* **RECORD EXCERPTS**:
*** Begin section ***
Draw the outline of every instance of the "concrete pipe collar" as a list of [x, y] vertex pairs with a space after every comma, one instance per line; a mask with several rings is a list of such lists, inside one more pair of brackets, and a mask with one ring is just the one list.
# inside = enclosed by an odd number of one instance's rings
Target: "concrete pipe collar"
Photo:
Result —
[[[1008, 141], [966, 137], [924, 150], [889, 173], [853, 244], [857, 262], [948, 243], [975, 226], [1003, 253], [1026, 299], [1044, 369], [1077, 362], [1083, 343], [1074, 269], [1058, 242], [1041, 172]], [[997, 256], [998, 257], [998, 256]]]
*** End section ***
* **REQUIREMENT**:
Find every line above where the word "rings" occurs, and copy that line.

* **ANSWER TO THIS PROBLEM**:
Draw the outline of every instance of the "concrete pipe collar" as a list of [x, y] vertex pairs with a space after every comma, one instance per line; a mask with several rings is a list of such lists, inside one more pair of brackets, and a mask with one ring is just the one list.
# inside = enclosed by an odd number of one instance's rings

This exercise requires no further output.